Das ist die Wahrheit; das ist es, was dahintersteckt, und ich wäre ganz vorsichtig, hier in diesem Rund, Herr Bolick, irgendwelche Legendenbildung über RotGrün – zumindest solange ich noch hier drinsitze – zu versuchen; denn Sie wissen, Sie bekommen es jedes Mal sofort postwendend zurück, und Sie können sich darauf verlassen, dass ich das alles richtig in Erinnerung habe. Sie können es auch nachlesen.

(Prof. Gunter Bolick, CDU: Ja! Sie waren ja dabei!)

Man muss immer ganz vorsichtig sein, wenn man im Glashaus sitzt. Otto Wiesheu ist zwar nicht in der CDU, sondern in der CSU, aber jetzt bei der Bahn AG, und ExMinister Bodewig von der SPD hat sich zum Beispiel auch dahin verflüchtigt. Es ist schon interessant zu beobachten, dass die SPD in zwei Legislaturen vier Verkehrsminister in der rot-grünen Regierungszeit verschlissen hat. Der größte Investitionshaushalt auf Bundesebene ist damals außerordentlich fluktuierend verwaltet worden.

(Beifall bei den GRÜNEN)

Nun bleibt noch der Blick zur Bank der Staatsregierung. – Herr Staatsminister Jurk, bitte.

**Aufgabenliste**
**A)** Gib den Abschnitt des Redeauszugs wieder, der mit den Worten „Man muss immer“ beginnt und mit „bei den GRÜNEN)“ endet, und ersetze darin „Verkehrsminister“ durch „Bundesminister“.
**B)** Fasse den Absatz des Redeauszugs, der mit „Man muss immer ganz vorsichtig sein“ beginnt, als kurze Liste mit seinen wichtigsten Aussagen zusammen.

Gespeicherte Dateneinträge
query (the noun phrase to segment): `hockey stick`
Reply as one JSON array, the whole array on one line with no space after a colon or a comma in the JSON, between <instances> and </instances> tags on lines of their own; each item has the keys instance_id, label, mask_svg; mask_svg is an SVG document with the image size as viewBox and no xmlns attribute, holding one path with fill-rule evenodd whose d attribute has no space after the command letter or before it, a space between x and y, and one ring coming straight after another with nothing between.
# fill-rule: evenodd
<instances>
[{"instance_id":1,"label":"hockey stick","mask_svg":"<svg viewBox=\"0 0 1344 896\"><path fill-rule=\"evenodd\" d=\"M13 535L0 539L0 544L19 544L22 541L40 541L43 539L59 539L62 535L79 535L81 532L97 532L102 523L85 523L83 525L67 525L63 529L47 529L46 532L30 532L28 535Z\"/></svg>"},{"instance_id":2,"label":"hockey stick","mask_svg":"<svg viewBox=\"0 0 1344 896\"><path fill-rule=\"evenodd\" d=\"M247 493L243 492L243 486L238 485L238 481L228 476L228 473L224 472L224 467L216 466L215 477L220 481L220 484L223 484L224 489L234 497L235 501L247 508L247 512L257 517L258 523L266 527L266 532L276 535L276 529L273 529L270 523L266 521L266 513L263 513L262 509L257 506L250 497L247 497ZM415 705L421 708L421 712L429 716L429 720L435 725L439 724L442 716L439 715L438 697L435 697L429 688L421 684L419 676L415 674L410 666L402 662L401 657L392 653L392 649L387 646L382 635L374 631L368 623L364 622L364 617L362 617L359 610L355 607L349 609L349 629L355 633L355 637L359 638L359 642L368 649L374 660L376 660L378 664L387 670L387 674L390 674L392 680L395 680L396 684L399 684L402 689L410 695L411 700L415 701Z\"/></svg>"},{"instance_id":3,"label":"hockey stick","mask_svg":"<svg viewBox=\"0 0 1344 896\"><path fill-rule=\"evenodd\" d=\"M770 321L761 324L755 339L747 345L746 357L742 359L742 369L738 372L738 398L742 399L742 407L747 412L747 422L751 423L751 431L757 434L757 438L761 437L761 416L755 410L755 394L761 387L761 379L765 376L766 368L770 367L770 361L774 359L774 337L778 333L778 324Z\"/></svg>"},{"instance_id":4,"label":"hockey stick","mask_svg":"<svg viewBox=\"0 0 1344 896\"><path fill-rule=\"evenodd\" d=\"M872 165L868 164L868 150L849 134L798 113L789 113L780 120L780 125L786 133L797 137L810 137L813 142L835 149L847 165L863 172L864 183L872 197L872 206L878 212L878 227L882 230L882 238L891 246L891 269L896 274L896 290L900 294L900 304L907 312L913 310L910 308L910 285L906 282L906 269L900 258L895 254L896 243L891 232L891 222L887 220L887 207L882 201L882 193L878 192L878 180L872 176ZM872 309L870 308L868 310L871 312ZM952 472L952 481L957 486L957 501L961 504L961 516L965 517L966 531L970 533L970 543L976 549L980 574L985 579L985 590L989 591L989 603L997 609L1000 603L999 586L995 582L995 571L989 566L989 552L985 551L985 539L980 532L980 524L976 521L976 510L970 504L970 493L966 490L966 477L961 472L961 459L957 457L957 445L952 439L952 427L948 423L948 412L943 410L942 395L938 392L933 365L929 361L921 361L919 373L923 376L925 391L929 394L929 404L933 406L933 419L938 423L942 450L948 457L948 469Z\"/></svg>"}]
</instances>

**Ergebnisse der Reihe**
**A)**
Man muss immer ganz vorsichtig sein, wenn man im Glashaus sitzt. Otto Wiesheu ist zwar nicht in der CDU, sondern in der CSU, aber jetzt bei der Bahn AG, und ExMinister Bodewig von der SPD hat sich zum Beispiel auch dahin verflüchtigt. Es ist schon interessant zu beobachten, dass die SPD in zwei Legislaturen vier Bundesminister in der rot-grünen Regierungszeit verschlissen hat. Der größte Investitionshaushalt auf Bundesebene ist damals außerordentlich fluktuierend verwaltet worden.

(Beifall bei den GRÜNEN)

**B)**
- Wer im Glashaus sitzt, muss immer vorsichtig sein.
- Otto Wiesheu gehört nicht der CDU, sondern der CSU an und ist jetzt bei der Bahn AG.
- Ex-Minister Bodewig von der SPD ist ebenfalls dorthin gewechselt.
- Die SPD hat in zwei Legislaturen der rot-grünen Regierungszeit vier Verkehrsminister verschlissen.
- Der größte Investitionshaushalt auf Bundesebene wurde damals außerordentlich fluktuierend verwaltet.